* **Статья**
+-------+
Шрифт:
После 1900 года английская кинопромышленность будет еще развиваться и достигнет подлинной художественной оригинальности в так называемой «Брайтонской школе».
«200 000 лье под водой». Сцена, осуществленная с помощью трюка: заметны стальные тросы, прикрепленные к корсету плывущей. Мы увидим, как Фейад, употребляя горизонтальные декорации, смог без троса получить комбинированное изображение плывущей женщины.
Глава X
«ГОСПОДИН ИЗ ПАРТЕРА», ИЛИ СТИЛЬ МЕЛЬЕСА
Не вдаваясь в преувеличения, можно сказать, что Люмьер был во многом гениален. Именно он начал производить съемки на натуре, выпустил движущиеся фотографии на волю из «Черной Марии», этой тюремной повозки, в которую их упрятал Эдисон.
Однако стремление Люмьера запечатлеть «природу во всей ее неподдельности» завело его в тупик, потому что таким образом он ограничивал возможности кино воспроизведением подлинной жизни, без претворения ее средствами искусства.
Гений Мельеса сказался в том, что он вознамерился вновь заключить киноаппарат в четыре стены своего «ателье поз», с тем чтобы обогатить кино театральными выразительными средствами. Этот свой замысел он начал осуществлять еще в 1897 году [116] .
«Ателье поз», по его определению, — слияние театральной сцены с фотографическим ателье. Его фильмы являются синтезом театральных и кинематографических возможностей. Эта формула могла завести в тупик, поскольку она совершенно отрывала кино от природы и жизни.
116
«Господа Мельес и Релос сделали своей специальностью… воспроизведение театральных сцен… вполне совпадающее… уличные сцепки, сценки обыденной жизни», — вот что писал Брюнель о Мельесе в 1897 г. («Изобретение кино»).
+-------+
Данные точечной разметки:
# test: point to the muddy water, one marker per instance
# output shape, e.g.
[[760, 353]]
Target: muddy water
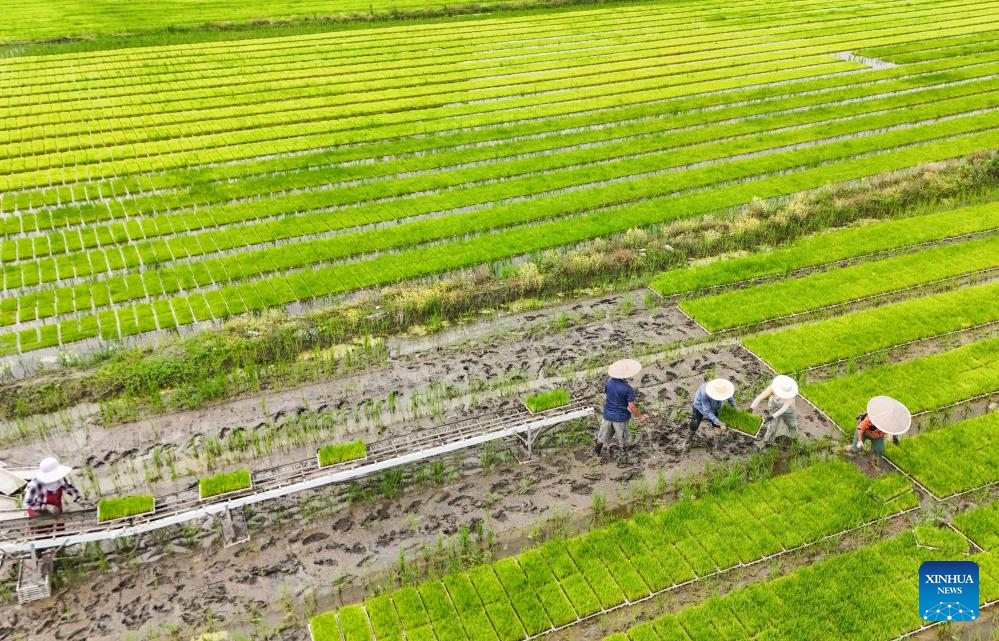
[[310, 562]]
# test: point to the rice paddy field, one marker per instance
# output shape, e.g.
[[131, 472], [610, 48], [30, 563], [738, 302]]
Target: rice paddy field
[[233, 262], [150, 189]]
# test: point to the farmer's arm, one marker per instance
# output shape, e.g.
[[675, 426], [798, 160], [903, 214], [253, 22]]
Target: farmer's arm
[[633, 408], [783, 408], [33, 498], [70, 489]]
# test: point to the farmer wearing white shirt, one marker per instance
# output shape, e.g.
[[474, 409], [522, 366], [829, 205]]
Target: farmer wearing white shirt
[[780, 397]]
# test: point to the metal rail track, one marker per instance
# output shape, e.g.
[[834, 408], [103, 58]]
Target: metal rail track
[[25, 536]]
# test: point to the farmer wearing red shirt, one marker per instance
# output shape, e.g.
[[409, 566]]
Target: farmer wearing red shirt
[[43, 494], [884, 416]]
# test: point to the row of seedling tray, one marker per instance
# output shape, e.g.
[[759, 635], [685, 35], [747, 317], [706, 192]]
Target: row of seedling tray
[[113, 509]]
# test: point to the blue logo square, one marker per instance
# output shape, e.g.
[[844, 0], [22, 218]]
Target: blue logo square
[[948, 591]]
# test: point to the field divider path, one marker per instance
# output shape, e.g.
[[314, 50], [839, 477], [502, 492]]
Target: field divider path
[[19, 537], [639, 544]]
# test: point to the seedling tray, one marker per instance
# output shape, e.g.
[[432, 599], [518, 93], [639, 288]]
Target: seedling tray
[[130, 516]]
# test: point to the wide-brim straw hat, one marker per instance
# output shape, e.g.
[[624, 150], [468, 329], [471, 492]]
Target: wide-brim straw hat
[[889, 415], [624, 368], [51, 470], [720, 389], [784, 387]]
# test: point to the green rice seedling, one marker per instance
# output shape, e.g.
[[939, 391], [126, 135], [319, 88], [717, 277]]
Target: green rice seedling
[[939, 538], [921, 384], [334, 453], [547, 400], [890, 487], [436, 601], [669, 629], [580, 594], [830, 246], [556, 604], [224, 483], [643, 632], [525, 602], [109, 509], [422, 633], [980, 525], [558, 559], [774, 300], [409, 605], [354, 623], [740, 420], [384, 620], [929, 455], [863, 332], [324, 627]]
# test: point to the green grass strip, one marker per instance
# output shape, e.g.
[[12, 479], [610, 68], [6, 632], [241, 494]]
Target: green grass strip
[[921, 384], [236, 299], [334, 453], [809, 603], [547, 400], [980, 525], [930, 456], [775, 300], [866, 331], [890, 486], [633, 558], [224, 483], [117, 508], [741, 420], [829, 247]]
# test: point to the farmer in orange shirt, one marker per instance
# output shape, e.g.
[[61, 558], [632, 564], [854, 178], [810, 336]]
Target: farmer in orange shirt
[[885, 416]]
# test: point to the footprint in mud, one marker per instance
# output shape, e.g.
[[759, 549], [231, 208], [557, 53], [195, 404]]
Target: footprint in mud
[[314, 537]]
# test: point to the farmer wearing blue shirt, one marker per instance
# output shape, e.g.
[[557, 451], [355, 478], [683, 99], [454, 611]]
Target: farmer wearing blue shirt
[[708, 402], [620, 405]]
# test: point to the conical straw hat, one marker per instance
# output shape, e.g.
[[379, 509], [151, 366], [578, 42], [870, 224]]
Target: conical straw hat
[[51, 470], [784, 387], [720, 389], [888, 415], [624, 368]]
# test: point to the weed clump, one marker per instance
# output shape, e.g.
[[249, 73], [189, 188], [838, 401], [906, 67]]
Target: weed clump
[[224, 483], [547, 400], [334, 453]]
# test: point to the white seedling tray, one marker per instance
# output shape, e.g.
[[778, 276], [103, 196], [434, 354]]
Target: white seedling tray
[[215, 496], [323, 467]]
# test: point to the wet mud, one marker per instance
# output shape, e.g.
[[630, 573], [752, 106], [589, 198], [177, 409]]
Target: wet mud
[[314, 558]]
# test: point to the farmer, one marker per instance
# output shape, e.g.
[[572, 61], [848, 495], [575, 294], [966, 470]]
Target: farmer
[[884, 416], [708, 402], [43, 494], [619, 406], [780, 397]]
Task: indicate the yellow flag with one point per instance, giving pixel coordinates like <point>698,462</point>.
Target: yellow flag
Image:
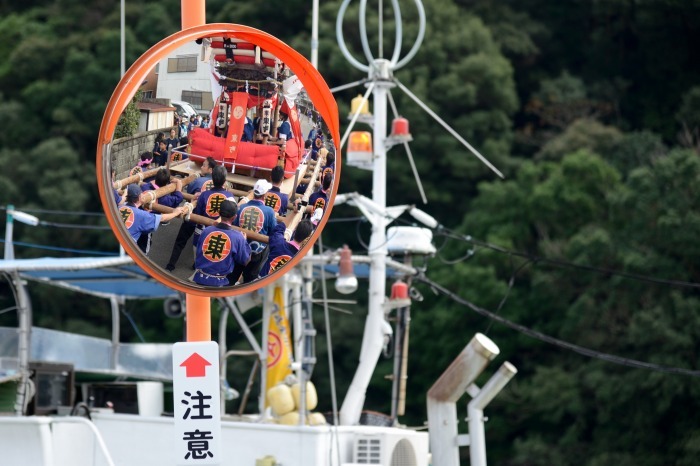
<point>279,348</point>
+-------+
* **Задачи для решения**
A – Перепишите дословно фрагмент статьи о стиле Мельеса: всё начиная с «Однако стремление Люмьера» и вплоть до «ее средствами искусства.».
B – Как, согласно статье о стиле Мельеса, сам Мельес определял «ателье поз»?
C – Допишите продолжение статьи о стиле Мельеса, начиная после её последнего предложения.
Листинг для работы не понадобится.

* **Разбор решений**
A –
Однако стремление Люмьера запечатлеть «природу во всей ее неподдельности» завело его в тупик, потому что таким образом он ограничивал возможности кино воспроизведением подлинной жизни, без претворения ее средствами искусства.

B – Как слияние театральной сцены с фотографическим ателье.

C –
Однако категорический императив Мельеса был так же необходим для развития киноискусства, как ранее были необходимы директивы, данные Луи Люмьером своим операторам.
Первые фильмы Мельеса — это перенесенные на пленку театральные спектакли; они даже прибавляют к трем классическим законам драматического искусства — единству места, действия и времени — четвертый закон, который всегда подразумевается у Мельеса: закон единства точки зрения.
Закон «единства точки зрения» предполагает, что режиссер помещает свой аппарат в том месте, откуда будет смотреть зритель, сидящий в центре партера. Мельес и вообразить себе не мог, чтобы этот «господин из партера» вдруг во время сеанса покинул бы свое кресло и подошел поближе к сцене, пожелав получше разглядеть улыбку героини, или последовал бы за ней из гостиной в столовую.
Аппарат-зритель, смотрящий из середины зала театра Робер-Удэн, всегда видит сцену и актеров в целом: актеров с головы до ног, сцену от колосников до рампы и от кулис до кулис, перспективы которых соответственно рассчитаны на точку зрения «господина из партера».
Мельес где-то называет экран «кинематографической сценой», и этим он дает косвенное определение своему искусству. Для него экран — это не «открытое в мир окно», не «воздушный ковер-самолет», переносящий зрителя в любую из пяти частей света, а пространство, ограниченное позолоченным прямоугольником театральной сцены. Титры в фильме Мельеса — эквивалент занавеса. И фокусник Мельес ведет себя в фильмах своей фирмы «Стар» так же, как в театре Робер-Удэн. В начале представления он выходит из-за кулис, кланяется и улыбается, прежде чем приступить к своим фокусам. Он подчеркивает наиболее выигрышные места жестами, обращенными к публике, которой он кланяется еще три раза перед тем, как покинуть подмостки, чтобы поблагодарить за предполагаемые аплодисменты. Фильм кончается, когда актер исчезает за кулисами, — так же, как опускается в театре занавес.
Все эти условности идут от номеров мюзик-холлов, от приемов фокусника-профессионала, и если они исчезают, когда Мельес в четыре раза удлиняет свои фильмы, то лишь потому, что он ушел из мира варьете к театру как таковому.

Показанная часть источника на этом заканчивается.